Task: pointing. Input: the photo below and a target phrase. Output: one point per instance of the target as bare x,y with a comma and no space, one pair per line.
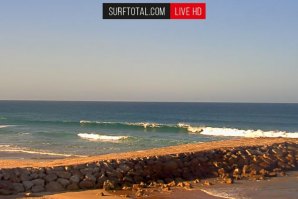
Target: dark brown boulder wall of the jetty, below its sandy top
226,164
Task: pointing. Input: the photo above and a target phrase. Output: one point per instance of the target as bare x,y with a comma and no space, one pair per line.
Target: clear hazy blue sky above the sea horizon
245,51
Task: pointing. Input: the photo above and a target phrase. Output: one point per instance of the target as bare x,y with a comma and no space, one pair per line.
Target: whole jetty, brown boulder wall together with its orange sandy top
161,169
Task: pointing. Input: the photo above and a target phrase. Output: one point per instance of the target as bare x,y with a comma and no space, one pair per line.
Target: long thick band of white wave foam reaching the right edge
245,133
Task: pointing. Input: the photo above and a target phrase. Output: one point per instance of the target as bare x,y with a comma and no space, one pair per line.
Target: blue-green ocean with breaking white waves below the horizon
89,128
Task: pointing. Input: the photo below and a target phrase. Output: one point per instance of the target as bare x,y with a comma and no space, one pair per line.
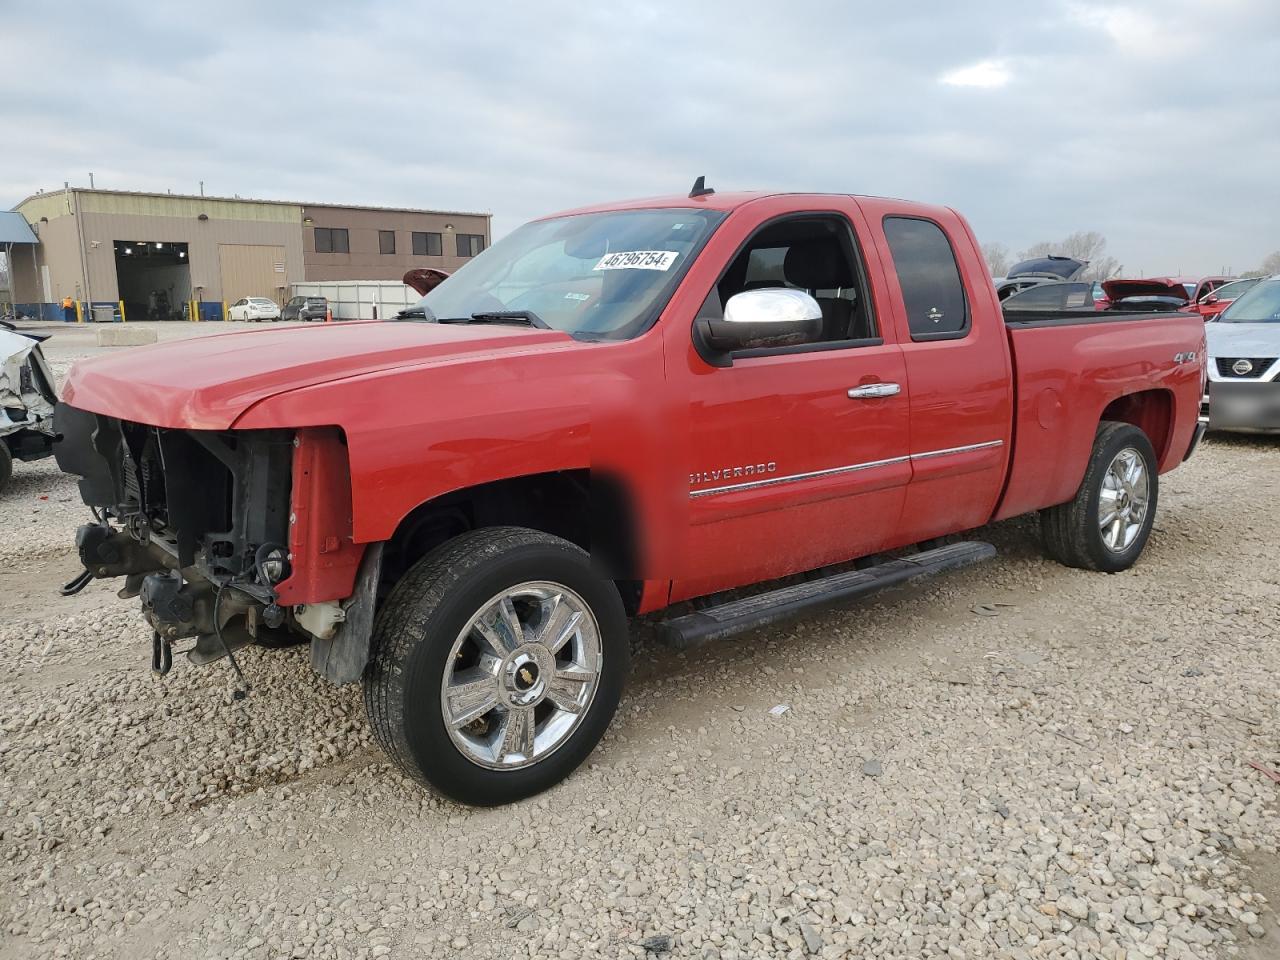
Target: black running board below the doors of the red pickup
752,612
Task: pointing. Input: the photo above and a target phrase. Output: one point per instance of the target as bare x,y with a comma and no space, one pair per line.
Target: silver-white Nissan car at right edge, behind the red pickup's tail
1245,363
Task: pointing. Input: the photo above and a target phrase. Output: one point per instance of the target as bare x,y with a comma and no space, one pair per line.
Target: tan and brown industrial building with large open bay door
158,253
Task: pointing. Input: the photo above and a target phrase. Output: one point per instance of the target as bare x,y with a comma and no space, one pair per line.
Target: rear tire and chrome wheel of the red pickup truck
1107,525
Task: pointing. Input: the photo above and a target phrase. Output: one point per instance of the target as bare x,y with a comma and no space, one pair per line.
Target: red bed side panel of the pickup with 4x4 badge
1071,372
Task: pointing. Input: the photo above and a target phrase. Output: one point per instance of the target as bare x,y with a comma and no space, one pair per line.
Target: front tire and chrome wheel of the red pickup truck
499,662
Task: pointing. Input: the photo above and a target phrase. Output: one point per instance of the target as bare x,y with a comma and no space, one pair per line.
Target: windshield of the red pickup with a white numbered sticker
596,276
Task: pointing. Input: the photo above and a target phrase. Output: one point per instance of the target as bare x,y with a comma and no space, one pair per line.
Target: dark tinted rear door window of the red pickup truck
930,278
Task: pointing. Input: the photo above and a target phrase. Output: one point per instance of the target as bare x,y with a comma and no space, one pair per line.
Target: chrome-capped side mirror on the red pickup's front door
775,317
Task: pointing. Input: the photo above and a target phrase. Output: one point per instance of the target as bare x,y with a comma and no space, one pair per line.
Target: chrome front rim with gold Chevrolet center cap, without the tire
522,675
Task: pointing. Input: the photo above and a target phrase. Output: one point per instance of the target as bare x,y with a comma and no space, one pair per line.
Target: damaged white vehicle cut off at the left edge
28,401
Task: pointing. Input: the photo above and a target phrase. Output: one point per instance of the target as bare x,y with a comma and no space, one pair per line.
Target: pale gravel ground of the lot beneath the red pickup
1062,772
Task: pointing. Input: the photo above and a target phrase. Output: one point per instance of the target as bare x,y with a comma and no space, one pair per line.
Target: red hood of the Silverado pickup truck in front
207,383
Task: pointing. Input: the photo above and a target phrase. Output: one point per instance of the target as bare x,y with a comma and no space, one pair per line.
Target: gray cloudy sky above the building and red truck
1154,121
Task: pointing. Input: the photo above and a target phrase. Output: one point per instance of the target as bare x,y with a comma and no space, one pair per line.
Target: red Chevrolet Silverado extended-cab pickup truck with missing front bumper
610,413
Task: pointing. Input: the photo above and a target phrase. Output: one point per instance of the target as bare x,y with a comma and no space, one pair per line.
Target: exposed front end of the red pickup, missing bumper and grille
208,527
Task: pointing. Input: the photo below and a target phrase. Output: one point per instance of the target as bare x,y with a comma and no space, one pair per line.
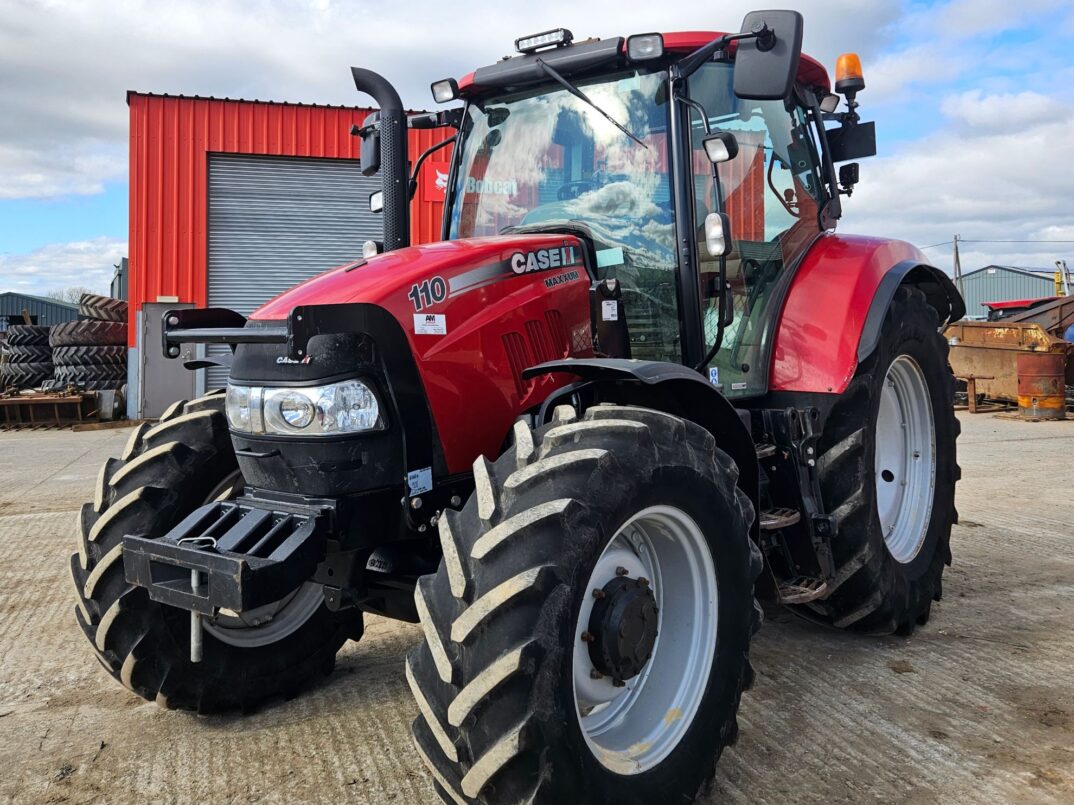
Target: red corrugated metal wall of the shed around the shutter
171,140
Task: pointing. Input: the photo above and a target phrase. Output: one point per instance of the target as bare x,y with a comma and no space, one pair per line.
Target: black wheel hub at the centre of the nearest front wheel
623,627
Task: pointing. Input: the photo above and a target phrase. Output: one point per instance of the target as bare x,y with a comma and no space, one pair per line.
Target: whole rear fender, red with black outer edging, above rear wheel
836,306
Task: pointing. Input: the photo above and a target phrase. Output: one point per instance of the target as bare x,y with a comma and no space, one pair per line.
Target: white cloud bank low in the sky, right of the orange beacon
997,172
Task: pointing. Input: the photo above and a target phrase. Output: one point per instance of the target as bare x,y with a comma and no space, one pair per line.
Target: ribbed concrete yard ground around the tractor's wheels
977,707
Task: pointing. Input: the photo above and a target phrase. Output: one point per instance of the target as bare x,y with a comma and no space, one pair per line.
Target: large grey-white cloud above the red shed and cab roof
66,65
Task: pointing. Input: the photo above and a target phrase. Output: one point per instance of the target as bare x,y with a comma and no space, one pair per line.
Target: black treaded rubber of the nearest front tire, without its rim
494,676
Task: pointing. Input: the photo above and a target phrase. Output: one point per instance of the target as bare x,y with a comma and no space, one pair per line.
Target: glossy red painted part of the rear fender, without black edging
817,341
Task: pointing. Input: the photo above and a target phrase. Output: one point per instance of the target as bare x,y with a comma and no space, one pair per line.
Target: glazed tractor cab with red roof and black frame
694,195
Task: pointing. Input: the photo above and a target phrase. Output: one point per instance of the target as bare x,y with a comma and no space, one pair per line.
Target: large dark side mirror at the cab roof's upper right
766,66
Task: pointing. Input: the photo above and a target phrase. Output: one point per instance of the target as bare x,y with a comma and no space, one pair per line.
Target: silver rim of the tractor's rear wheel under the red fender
906,459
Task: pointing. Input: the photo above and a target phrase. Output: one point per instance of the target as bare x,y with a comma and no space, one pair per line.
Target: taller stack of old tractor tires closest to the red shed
92,354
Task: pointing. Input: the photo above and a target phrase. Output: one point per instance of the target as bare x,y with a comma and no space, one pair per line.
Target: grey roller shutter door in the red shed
274,222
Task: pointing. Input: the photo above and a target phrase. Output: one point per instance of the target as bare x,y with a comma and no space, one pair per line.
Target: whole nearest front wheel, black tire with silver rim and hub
514,637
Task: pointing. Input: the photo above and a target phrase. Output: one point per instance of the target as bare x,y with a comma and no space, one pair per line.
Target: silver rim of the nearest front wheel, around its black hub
632,729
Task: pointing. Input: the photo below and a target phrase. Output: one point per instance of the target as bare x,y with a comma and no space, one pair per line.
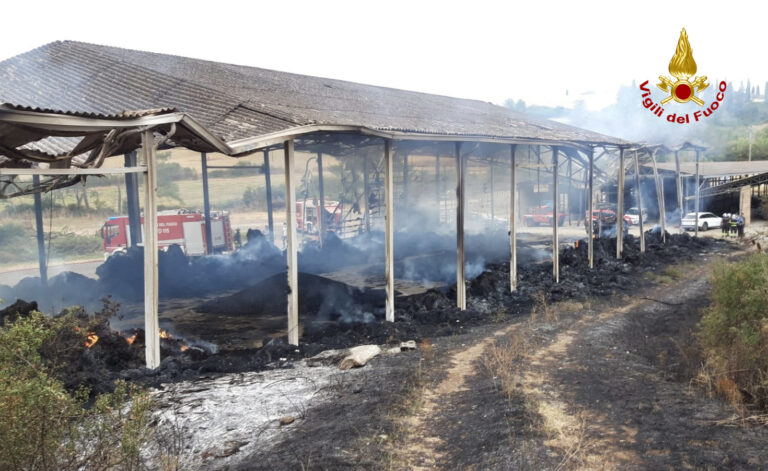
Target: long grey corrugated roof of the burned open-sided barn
238,102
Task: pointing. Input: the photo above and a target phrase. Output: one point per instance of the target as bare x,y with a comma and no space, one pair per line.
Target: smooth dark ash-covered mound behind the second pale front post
320,298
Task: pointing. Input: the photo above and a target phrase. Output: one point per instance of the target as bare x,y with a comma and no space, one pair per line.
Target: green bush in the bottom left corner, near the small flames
45,427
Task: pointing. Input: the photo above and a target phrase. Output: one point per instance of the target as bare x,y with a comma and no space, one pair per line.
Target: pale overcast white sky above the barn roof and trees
547,53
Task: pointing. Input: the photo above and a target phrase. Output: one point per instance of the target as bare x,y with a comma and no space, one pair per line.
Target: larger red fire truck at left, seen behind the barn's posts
182,227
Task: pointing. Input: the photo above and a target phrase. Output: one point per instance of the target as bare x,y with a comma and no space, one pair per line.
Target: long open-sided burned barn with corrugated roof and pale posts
72,111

---+---

> [TASK] Set down all of the material word for word, but keep each picture out.

> [TASK RESPONSE]
Task: pointing. Input: the photo below and a target phrase. Output: one point per instance of the target as bare x,y with a comma and no space, one pair per line.
Target: dark brown boulder wall of the jetty, below its sandy top
226,164
Task: pointing. Input: the photo above and a target phrase. Output: one point per instance of the target as bare x,y with a comma and no space, one pair per line.
Target: clear hazy blue sky above the sea horizon
245,51
Task: pointing. Input: the photo above and a target phrase. Output: one point per instance of the target as bare x,y with a comma and no space, one pair per line.
Target: whole jetty, brown boulder wall together with its orange sandy top
161,169
Task: pointing. Input: the photo above and a target phrase. Output: one point per instance of the target as bare x,y with a comma and no space, one pair per line.
Target: long thick band of white wave foam reaching the right edge
245,133
Task: pointing. Input: the photo above and a target phrase. Output: one point per instance of the target as bare x,y with a comma and no space, one pair per line.
Target: blue-green ocean with breaking white waves below the horizon
89,128
Task: pointing. Input: the photo below and a target phrase. Output: one point per instance of the target as bare x,y with a comma and no space, one pair per line.
Target: black running board below the doors of the red pickup
752,612
Task: pointing. Input: the photo above and a target phrase. Output: one point per instance of the target as bare x,y with a comma and no space, one pair per line.
Target: silver-white Nissan car at right edge, behind the red pickup's tail
1245,363
Task: pointing. Input: the photo above and a target phrase. Output: one point per instance of the target as bare x,y with a comma and no space, one pair per line.
Target: tan and brown industrial building with large open bay door
158,253
Task: pointing. Input: the photo above and a target phrase. Output: one point per instance of the target as bare x,y with a comma and no space, one pair per line.
Target: rear tire and chrome wheel of the red pickup truck
1107,525
Task: pointing. Input: the photo above and a target phrase. Output: one point per instance of the target as bare x,y with a comma and no space, one pair per line.
Target: red bed side panel of the pickup with 4x4 badge
1071,372
Task: pointing. Input: the photo above and a target phrase. Output: one point per instance of the target as bare x,y with a comma and no space, one pair per line.
Target: front tire and chrome wheel of the red pickup truck
499,662
Task: pointing. Input: the photo above and a target phrase. Output: one point per instance of the target as bare x,y with a comma and no space, one pair per line.
Target: windshield of the red pickup with a white numbered sticker
596,276
Task: pointing. Input: the photo above and a target phrase. Output: one point per instance of the target as bare x,y with a comma and no space, one pair per line.
Target: dark tinted rear door window of the red pickup truck
930,278
Task: pointing. Input: the photo above and a target phrase. Output: one point per instance of the target as bare x,y with a comma and no space, one pair per line.
Target: chrome-capped side mirror on the red pickup's front door
775,317
Task: pointing. Input: the photo above and a target phrase. Output: one point per instance of the target as bare x,y with a comma and no space, one pair per line.
Target: chrome front rim with gold Chevrolet center cap, without the tire
522,675
Task: pointing. Input: the photo above and a target phrase. Output: one point per instance of the target as bare x,y with a comma and no space, one pair per line.
Target: damaged white vehicle cut off at the left edge
28,401
Task: pointing. Input: the photo above and a target phrase. Output: one point per instance of the target as bare x,y with a comma and no space, one pair per line.
Target: pale gravel ground of the lot beneath the red pickup
1062,772
Task: pointing. Input: the photo above and a target phrase. Output: one point per instance of the target as bare x,y with a comma and no space, one pair per line.
Target: red hood of the Silverado pickup truck in front
207,383
Task: pointing. Input: the photo above and a target phrase. Output: one point per instance of the target as bare x,y with a comma and no space, one pair per line.
Target: gray cloudy sky above the building and red truck
1154,121
Task: pointing. Input: the photo above and a target phrase. Output: one point per instance of the target as bare x,y with a comma and no space, one pair per line.
Target: red Chevrolet Silverado extended-cab pickup truck with missing front bumper
610,413
Task: pointing. Input: the photo above and a target phrase. Output: one point per instance of the target as bare x,y with a comma and no space, one pair per line.
Target: exposed front end of the red pickup, missing bumper and grille
208,527
Task: pointing. Input: the photo below and a target phrase. Output: one point per instance of the target as bare x,y with a comma and no space, one pair per line.
Target: red corrugated metal wall of the shed around the shutter
171,140
Task: pointing. Input: the photo above and a target phrase. Output: one point per instance of the target as bare x,y with a comma and no space, one pair per line.
Target: black wheel hub at the centre of the nearest front wheel
623,627
Task: pointing. Input: the photo above and a target phrase. Output: one point per instance of the target as bare x,y with a comma and no space, one pair per line.
Target: whole rear fender, red with black outer edging, above rear wheel
836,306
Task: pointing. Input: the photo above and a target phrase. Output: one point per instance of the target as bare x,y with a comma and no space, one pair per line.
Target: white cloud bank low in the sky, right of the orange beacon
997,172
Task: pointing. Input: the photo above and a target phrase. Output: one point per instance of the target as bare x,y with a comma and no space, one pair per line.
Target: ribbed concrete yard ground around the tractor's wheels
977,707
Task: pointing. Input: the photo above and a target phrase. Output: one point per instance of the target as bare x,y with a comma and no space, one pair per line.
Target: large grey-white cloud above the red shed and cab roof
66,65
Task: pointing. Input: the photo above and a target phrase. Output: one point per instance of the target as bare x,y with a comma and no space, one pair per line.
Target: black treaded rubber of the nearest front tire, without its rim
494,676
Task: pointing. Input: the photo above and a target phrase. Output: one point per instance of the target as bare x,y with a comma and no space, one pair per line.
Target: glossy red painted part of the rear fender, without black edging
817,341
Task: pointing. Input: the photo above and a target phrase. Output: one point per instance of the target as bare x,y with a comma and no space, one pair per line.
Target: glazed tractor cab with red roof and black frame
694,195
Task: pointing. Input: the photo above and a target phrase. Output: one point per instance of the target as bare x,y with a comma and no space, one pair per line.
Target: large dark side mirror at the cab roof's upper right
766,66
Task: pointing. Input: the photo above and a target phrase. Output: one point per instance of the target as bare x,y with a comma and no space, one pair per line.
Target: silver rim of the tractor's rear wheel under the red fender
906,459
Task: pointing. Input: the photo above and a target phrase. Output: one point per instance of the target as bare x,y with a comma and no space, one pair per line.
Target: taller stack of old tractor tires closest to the red shed
92,354
Task: pointing. Input: the photo above and a target phrase. Output: one point per instance of the target as bare x,y with a comma and no space, one pair per line.
Target: grey roller shutter door in the red shed
274,222
Task: pointing. Input: the photo above and a target phrase. Output: one point per instance of the target as bare x,y with a comma and no space, one pair per line.
Target: whole nearest front wheel, black tire with silver rim and hub
514,637
Task: pointing. Input: the photo above and a target phrase. Output: one point per instance of the target as bare x,y with a comma and no space, one pair per line.
Target: silver rim of the nearest front wheel, around its black hub
632,729
Task: pointing. Input: the photo below and a target phrase. Output: one point per instance of the target as bare x,y with a comma and no space, one pair per line.
Target: long grey corrugated roof of the burned open-sided barn
238,102
Task: pointing. Input: the photo above and a target phrase. Output: one point per instance of the target as bare x,y with a comma and no space, one pair per line.
Target: smooth dark ash-covered mound behind the second pale front post
320,298
Task: pointing. Input: the photo above and a target phrase. Output: one point per instance of the target as bare x,y with a comma and no space, one pair per line.
Target: green bush in the bottom left corner, near the small flames
45,427
Task: pointing. Input: the photo above and a target phrase. Output: one point per instance of the target as bare x,y with a comma and no space, one pair per line.
Target: pale overcast white sky above the barn roof and trees
547,53
Task: pointing. Input: the photo above and a target phrase. Output: one point per instance of the target as bare x,y with a comma and no space, one pair per line.
Target: larger red fire truck at left, seen behind the barn's posts
182,227
Task: pointing. Input: the photo above and a target phrase. Output: one point per instance of the target as bare x,y with a comma and no space, one pair per line.
Target: long open-sided burned barn with corrugated roof and pale posts
72,111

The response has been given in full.